Short exercise — In the listing below, please print the line that contains "Task: find the white snow" and every line that follows it, exactly.

Material for the task —
══════
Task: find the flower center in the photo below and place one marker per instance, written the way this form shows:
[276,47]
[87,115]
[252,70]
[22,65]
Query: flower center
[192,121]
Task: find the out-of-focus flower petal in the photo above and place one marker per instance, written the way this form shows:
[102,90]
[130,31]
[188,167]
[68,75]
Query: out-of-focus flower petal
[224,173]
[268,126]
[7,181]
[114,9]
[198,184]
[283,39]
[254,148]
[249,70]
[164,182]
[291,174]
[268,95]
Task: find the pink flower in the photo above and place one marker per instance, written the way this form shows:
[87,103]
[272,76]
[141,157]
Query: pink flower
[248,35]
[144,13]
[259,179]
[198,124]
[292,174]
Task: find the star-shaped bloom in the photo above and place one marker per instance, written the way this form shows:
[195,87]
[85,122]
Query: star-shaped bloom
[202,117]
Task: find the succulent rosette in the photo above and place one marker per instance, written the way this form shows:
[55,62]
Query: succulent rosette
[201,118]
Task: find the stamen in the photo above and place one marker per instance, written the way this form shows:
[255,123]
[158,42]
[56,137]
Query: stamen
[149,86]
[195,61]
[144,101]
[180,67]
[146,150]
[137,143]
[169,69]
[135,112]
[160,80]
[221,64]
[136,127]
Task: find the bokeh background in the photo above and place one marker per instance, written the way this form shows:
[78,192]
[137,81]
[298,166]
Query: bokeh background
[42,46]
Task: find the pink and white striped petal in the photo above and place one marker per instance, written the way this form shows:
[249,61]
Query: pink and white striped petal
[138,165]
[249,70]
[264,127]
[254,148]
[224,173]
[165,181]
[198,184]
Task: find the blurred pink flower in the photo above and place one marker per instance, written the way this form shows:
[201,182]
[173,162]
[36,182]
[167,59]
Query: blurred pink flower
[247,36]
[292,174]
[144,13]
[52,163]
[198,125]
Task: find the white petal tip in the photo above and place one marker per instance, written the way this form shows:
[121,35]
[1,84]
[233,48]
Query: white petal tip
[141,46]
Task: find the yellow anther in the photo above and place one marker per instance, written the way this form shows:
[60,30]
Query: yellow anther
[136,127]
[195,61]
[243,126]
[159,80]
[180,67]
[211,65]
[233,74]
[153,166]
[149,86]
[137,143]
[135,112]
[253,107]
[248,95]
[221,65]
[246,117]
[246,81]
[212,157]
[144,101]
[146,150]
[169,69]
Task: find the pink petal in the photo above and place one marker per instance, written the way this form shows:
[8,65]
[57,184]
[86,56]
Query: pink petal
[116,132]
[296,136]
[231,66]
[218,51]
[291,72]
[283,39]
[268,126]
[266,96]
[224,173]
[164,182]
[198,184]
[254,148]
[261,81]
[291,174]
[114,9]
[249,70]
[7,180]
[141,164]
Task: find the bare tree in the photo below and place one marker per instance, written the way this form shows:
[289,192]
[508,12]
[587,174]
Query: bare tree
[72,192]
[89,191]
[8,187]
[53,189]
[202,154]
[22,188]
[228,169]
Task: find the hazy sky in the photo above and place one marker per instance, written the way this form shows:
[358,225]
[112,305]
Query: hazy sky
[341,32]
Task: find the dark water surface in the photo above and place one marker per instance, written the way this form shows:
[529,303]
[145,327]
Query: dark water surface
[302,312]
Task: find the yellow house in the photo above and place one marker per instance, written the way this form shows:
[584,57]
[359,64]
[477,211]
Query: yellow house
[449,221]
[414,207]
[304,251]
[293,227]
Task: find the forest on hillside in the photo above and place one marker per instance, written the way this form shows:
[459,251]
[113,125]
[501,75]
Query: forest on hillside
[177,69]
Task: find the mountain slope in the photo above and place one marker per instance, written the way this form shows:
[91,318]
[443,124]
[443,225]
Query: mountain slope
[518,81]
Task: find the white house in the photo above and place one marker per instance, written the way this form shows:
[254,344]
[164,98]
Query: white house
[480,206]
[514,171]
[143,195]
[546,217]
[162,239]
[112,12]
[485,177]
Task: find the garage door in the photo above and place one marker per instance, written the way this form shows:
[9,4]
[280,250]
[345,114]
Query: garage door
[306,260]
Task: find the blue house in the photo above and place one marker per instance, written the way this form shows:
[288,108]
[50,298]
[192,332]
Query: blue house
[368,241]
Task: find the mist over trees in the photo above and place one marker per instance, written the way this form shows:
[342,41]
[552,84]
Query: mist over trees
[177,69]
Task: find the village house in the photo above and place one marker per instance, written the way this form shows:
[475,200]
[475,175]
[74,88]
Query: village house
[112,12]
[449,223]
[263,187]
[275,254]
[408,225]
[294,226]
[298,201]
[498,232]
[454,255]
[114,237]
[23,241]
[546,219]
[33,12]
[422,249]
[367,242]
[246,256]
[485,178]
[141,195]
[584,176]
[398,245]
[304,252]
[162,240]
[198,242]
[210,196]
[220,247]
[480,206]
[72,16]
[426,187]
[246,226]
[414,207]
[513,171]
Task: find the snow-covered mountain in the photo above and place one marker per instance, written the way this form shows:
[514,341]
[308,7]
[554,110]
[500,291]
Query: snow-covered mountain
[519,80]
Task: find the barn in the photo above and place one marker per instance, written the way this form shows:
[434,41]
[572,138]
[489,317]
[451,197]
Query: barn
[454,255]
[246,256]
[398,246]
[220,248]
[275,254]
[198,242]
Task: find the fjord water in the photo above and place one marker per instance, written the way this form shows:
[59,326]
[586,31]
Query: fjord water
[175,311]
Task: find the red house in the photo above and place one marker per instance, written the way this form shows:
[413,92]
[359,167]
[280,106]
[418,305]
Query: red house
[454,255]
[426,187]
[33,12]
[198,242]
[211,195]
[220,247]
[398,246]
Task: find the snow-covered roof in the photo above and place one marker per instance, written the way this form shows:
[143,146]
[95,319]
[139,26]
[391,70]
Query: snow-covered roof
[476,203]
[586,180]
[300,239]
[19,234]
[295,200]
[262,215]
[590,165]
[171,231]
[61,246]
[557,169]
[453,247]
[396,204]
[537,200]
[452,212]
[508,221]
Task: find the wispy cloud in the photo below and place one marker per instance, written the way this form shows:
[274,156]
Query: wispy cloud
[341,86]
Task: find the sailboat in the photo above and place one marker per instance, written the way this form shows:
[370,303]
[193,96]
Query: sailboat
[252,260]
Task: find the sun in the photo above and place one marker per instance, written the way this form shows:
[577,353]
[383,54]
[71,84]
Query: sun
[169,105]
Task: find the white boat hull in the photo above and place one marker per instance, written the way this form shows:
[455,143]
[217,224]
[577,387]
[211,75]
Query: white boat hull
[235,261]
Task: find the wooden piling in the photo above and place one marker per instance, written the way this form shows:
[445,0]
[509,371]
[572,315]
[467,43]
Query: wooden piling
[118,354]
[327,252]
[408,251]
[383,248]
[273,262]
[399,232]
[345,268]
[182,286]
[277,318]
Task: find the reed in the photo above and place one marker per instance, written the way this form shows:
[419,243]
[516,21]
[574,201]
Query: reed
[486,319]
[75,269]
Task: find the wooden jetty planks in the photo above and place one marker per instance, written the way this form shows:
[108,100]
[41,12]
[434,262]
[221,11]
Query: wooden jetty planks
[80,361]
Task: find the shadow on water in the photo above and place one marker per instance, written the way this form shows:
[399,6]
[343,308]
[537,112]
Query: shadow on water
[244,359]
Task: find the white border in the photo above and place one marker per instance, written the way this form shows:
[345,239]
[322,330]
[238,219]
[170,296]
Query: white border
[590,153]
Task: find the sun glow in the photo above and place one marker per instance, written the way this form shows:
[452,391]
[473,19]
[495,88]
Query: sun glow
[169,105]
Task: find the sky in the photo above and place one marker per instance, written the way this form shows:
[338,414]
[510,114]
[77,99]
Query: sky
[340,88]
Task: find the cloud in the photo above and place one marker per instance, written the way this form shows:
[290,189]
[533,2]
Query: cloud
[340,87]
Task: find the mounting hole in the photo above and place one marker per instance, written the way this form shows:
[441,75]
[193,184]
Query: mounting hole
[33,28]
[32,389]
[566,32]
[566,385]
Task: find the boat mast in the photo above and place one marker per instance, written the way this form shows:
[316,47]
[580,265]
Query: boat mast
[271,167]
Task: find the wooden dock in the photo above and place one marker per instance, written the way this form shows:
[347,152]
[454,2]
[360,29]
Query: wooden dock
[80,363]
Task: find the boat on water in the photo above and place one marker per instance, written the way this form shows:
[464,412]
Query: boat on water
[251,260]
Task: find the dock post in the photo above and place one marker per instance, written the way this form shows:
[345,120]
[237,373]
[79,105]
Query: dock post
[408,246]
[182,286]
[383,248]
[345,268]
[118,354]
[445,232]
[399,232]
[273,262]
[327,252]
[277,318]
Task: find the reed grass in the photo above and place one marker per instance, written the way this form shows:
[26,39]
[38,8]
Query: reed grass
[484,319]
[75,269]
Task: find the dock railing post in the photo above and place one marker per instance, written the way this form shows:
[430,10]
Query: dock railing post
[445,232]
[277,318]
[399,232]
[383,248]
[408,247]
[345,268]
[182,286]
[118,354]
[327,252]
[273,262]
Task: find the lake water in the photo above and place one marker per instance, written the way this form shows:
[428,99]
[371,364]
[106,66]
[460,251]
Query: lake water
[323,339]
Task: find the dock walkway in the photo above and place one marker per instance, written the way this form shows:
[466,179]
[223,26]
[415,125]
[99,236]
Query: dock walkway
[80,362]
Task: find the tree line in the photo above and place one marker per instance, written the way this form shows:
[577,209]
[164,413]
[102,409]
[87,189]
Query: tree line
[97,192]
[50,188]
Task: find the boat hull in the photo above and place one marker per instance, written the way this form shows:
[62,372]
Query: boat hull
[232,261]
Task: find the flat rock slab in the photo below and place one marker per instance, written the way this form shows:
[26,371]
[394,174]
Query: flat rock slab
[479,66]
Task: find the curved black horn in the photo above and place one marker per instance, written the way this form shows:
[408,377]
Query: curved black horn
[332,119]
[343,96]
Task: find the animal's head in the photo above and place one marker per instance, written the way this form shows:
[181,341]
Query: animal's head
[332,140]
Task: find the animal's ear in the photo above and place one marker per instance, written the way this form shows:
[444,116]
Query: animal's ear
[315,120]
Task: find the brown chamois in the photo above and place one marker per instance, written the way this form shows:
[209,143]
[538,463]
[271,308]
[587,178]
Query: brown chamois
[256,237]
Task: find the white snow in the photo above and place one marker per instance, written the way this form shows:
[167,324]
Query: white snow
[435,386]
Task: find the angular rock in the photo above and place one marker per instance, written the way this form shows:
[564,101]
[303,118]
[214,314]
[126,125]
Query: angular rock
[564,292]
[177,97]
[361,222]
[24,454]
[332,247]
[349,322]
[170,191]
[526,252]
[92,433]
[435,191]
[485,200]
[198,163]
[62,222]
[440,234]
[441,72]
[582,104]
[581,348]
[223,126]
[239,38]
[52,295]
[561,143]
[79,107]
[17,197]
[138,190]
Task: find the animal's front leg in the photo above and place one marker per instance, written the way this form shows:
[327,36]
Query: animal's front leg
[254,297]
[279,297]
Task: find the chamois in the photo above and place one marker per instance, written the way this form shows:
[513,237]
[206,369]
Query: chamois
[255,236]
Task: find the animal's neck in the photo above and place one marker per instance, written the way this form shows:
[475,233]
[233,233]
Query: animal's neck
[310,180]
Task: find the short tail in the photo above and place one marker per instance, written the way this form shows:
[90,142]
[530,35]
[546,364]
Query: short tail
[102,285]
══════
Result for this exercise —
Task: find the white snow in the photo above and place one marker per instance, written the way this form shows:
[167,324]
Query: white snow
[435,386]
Task: find the angular rock in the photo above and place one marker per instance, written the way this form shows:
[564,101]
[303,118]
[214,314]
[126,125]
Query: angular rock
[564,292]
[177,97]
[361,222]
[24,454]
[332,247]
[349,322]
[170,191]
[526,252]
[92,433]
[435,191]
[485,200]
[198,163]
[62,222]
[440,234]
[441,72]
[582,104]
[581,348]
[223,126]
[239,38]
[52,295]
[561,143]
[79,107]
[17,197]
[138,190]
Task: find the animal's front leg in the photo above and place one marker per instance, written the way this form shows:
[327,36]
Query: animal's front leg
[254,297]
[279,297]
Task: find the chamois in the photo above and place one marker per instance, written the way this form shows:
[513,237]
[206,369]
Query: chamois
[255,236]
Task: find the animal's neck in the photo above and place one marker per instance, written the way this form shows:
[475,233]
[233,233]
Query: animal's neck
[310,180]
Task: find the short tail in the photo above and place one marker per instance, written the way this form shows:
[90,142]
[530,35]
[546,364]
Query: short tail
[102,285]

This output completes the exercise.